=== Exercise inputs ===

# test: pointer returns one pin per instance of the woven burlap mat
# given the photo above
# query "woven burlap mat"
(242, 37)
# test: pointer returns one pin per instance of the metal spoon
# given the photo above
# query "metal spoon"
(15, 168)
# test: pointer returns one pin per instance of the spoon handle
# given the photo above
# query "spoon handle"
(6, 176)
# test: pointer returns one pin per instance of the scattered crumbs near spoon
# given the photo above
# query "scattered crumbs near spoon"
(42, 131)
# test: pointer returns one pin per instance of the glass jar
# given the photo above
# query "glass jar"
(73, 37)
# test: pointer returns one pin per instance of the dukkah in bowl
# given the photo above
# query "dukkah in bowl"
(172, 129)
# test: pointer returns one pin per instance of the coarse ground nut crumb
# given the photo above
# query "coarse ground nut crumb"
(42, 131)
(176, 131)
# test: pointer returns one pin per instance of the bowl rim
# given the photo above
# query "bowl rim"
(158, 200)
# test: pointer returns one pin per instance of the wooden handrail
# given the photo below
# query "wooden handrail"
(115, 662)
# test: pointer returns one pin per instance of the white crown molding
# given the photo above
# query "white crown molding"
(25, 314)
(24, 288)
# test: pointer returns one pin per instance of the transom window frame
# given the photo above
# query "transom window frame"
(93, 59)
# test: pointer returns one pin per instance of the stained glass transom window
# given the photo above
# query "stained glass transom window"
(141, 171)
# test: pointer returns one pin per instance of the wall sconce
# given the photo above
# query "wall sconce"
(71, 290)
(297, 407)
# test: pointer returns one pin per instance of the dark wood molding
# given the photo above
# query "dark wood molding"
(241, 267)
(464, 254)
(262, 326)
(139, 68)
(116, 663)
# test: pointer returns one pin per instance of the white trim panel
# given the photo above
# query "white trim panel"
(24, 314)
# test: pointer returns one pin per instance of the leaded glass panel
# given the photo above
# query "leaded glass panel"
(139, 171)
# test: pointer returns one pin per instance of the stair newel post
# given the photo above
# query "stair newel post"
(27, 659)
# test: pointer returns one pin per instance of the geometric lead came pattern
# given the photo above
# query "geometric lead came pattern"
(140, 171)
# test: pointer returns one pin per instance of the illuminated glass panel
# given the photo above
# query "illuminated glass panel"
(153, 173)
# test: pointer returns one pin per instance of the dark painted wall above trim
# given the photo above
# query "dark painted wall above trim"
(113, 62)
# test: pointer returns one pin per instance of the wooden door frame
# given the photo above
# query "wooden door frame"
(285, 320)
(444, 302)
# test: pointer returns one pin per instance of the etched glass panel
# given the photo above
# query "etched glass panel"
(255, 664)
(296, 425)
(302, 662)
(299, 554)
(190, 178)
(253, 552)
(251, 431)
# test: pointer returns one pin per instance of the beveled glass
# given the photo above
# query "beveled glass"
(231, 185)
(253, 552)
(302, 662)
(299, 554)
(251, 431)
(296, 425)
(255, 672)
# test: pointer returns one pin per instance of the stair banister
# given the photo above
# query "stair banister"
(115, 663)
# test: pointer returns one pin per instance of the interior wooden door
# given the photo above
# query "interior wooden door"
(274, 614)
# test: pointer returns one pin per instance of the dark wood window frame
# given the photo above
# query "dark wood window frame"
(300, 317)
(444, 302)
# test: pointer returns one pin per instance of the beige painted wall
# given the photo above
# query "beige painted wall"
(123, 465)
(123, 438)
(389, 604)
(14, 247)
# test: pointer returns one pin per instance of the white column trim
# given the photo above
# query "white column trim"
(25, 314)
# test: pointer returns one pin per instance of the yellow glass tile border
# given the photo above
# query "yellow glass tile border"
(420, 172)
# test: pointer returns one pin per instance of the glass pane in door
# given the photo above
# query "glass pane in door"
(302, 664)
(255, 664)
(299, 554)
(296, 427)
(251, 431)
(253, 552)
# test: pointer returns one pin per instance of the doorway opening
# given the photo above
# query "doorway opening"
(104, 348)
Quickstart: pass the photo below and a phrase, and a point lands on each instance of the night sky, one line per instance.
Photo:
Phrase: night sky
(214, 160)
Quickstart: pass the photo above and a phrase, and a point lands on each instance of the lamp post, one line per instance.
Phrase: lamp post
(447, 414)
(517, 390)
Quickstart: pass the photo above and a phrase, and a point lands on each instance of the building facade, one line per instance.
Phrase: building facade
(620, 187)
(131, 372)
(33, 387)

===

One figure is all that is needed: the number of lines above in which the word "Quickstart" appears.

3